Find each line of the records below that contains the string "skyline" and copy those lines. Case counts when matching.

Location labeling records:

#####

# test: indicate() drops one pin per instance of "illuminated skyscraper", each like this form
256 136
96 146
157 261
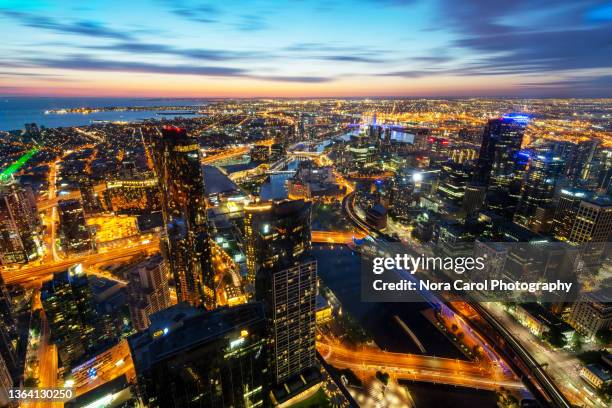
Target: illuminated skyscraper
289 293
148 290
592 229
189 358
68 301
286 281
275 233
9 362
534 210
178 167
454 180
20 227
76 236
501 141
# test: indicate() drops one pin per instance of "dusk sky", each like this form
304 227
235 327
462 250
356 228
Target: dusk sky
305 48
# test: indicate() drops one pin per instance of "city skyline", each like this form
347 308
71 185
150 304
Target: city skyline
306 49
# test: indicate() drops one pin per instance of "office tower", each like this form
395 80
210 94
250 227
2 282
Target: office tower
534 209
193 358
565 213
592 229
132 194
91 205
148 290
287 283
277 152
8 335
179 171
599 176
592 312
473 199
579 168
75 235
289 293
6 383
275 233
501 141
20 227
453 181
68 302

#####

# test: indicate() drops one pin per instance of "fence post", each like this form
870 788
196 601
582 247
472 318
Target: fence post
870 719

#####

*FULL OUTPUT*.
# test: indicate() drops one pin per instance of "city skyline", each like this form
Target: city skyline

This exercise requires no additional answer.